Directions for this task: The answer consists only of the lines from the beginning of the listing below to the line holding "Target: green glass bottle", inclusive, with every picture removed.
========================================
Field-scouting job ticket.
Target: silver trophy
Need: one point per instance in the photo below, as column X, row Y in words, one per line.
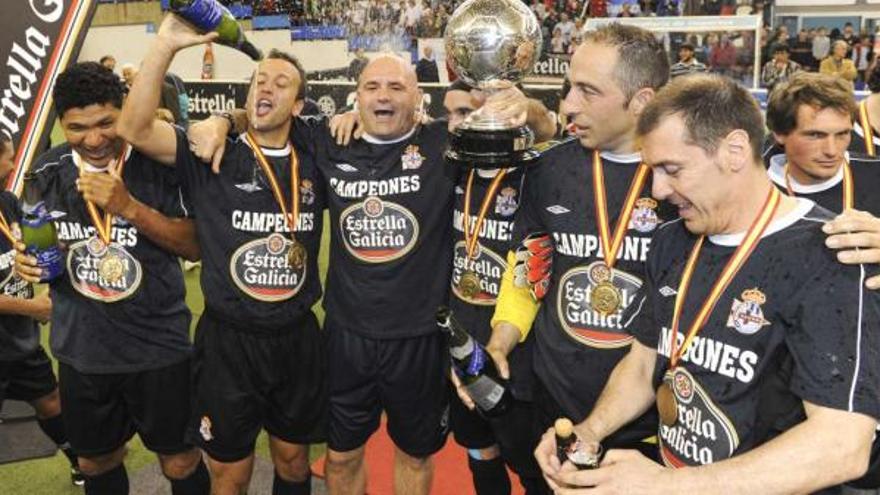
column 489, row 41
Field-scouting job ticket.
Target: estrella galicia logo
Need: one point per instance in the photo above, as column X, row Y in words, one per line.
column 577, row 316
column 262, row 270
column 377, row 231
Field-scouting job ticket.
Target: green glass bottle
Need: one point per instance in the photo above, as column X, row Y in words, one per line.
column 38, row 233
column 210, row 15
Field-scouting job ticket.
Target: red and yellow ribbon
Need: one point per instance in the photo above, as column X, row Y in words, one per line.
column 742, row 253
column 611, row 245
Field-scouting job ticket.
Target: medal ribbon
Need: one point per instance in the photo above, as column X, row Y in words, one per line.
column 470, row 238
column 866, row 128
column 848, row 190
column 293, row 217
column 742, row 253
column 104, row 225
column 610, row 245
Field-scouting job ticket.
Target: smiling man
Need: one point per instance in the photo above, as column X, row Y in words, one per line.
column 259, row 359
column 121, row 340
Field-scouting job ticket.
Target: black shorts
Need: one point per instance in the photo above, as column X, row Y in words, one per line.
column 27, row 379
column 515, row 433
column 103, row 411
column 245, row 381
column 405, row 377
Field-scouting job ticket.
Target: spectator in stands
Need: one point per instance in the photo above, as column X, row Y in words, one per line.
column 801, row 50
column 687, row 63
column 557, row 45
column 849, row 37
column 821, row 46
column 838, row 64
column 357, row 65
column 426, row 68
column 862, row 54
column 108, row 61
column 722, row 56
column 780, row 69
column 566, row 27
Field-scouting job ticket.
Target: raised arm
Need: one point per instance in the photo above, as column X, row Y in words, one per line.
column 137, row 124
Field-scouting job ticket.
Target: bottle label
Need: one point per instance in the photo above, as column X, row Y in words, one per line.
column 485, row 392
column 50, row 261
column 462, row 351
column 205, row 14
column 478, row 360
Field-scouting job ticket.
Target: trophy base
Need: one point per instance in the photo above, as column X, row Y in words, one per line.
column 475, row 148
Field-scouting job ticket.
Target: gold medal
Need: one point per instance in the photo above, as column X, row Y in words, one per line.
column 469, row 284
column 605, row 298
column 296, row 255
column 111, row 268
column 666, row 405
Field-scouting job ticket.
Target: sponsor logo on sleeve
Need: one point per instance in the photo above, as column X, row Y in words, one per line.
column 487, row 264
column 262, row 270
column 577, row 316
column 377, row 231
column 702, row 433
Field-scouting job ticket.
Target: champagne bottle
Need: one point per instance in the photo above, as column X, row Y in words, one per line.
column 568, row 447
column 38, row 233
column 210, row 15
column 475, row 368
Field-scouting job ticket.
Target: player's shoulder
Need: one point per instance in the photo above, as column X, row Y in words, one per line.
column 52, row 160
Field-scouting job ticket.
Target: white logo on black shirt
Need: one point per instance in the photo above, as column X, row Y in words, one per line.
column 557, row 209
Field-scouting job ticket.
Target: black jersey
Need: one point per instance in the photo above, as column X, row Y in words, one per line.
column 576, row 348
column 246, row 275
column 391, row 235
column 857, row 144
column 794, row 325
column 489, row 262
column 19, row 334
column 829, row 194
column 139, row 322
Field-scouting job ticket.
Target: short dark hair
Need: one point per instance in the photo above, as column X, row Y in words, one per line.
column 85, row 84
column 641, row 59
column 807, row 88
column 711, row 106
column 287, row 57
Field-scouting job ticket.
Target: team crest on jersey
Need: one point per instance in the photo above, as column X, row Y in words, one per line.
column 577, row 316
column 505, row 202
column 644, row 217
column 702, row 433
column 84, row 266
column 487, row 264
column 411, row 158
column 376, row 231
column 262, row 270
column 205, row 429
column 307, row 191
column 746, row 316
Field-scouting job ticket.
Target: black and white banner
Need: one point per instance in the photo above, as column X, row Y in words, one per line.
========================================
Reply:
Field-scouting job ticket.
Target: silver trophy
Need: one point per instance in the photo below, as column X, row Y in words, one per line.
column 489, row 41
Field-scouting job ticket.
Target: estrella galicia logo
Need: one point per instance in the photo above, as column X, row Y in words, one per line.
column 577, row 316
column 262, row 270
column 377, row 231
Field-scouting job ticket.
Target: green glass bottle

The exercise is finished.